[Activity]
Note each line in the data holding the string "snow" and report it.

[Supplied material]
########
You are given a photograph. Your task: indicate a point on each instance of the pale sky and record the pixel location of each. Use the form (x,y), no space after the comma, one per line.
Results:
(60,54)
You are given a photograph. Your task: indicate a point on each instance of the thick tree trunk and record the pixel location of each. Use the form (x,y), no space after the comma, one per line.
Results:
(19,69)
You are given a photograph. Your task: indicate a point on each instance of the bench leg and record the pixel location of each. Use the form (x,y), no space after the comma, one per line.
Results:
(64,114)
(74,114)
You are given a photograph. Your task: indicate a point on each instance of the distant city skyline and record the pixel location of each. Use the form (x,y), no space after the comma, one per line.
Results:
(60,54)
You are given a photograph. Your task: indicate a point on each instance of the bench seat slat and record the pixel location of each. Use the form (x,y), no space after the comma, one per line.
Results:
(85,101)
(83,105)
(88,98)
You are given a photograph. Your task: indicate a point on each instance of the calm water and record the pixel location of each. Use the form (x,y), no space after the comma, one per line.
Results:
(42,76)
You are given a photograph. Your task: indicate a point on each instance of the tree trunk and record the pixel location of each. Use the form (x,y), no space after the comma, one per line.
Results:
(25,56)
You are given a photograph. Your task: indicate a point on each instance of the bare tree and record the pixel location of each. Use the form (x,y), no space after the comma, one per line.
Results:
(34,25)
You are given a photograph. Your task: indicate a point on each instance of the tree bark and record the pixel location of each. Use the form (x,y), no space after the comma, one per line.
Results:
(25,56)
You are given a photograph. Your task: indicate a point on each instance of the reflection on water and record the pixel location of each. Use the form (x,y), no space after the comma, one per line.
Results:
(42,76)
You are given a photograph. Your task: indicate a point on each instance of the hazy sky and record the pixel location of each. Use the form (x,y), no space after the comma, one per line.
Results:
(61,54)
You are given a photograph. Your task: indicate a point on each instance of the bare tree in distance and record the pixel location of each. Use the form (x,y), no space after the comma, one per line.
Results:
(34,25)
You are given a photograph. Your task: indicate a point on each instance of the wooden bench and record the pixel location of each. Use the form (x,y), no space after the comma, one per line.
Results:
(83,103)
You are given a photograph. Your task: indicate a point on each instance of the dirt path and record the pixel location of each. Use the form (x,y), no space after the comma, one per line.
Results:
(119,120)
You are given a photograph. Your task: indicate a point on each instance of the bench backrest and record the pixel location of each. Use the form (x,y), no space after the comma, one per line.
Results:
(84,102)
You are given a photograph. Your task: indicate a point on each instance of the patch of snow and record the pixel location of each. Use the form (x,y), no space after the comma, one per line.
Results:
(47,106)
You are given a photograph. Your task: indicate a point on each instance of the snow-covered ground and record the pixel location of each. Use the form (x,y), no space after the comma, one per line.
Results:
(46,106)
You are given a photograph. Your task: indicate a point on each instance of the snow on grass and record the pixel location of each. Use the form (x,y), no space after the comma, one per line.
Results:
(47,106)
########
[Solution to this problem]
You are given a photograph. Your task: indicate a point on each instance of the patch of snow and record the pixel location of each. Use the form (x,y), no space after the comma, one per line.
You are given a photograph. Your task: indicate a point on each instance of the snow-covered ground and record the pixel location of each. Use the form (x,y), no space after the comma, one per line.
You are given a photograph. Your task: indicate a point on each instance of the snow on grass and record the pixel location of each. Use the form (x,y), no space after the comma, one per line.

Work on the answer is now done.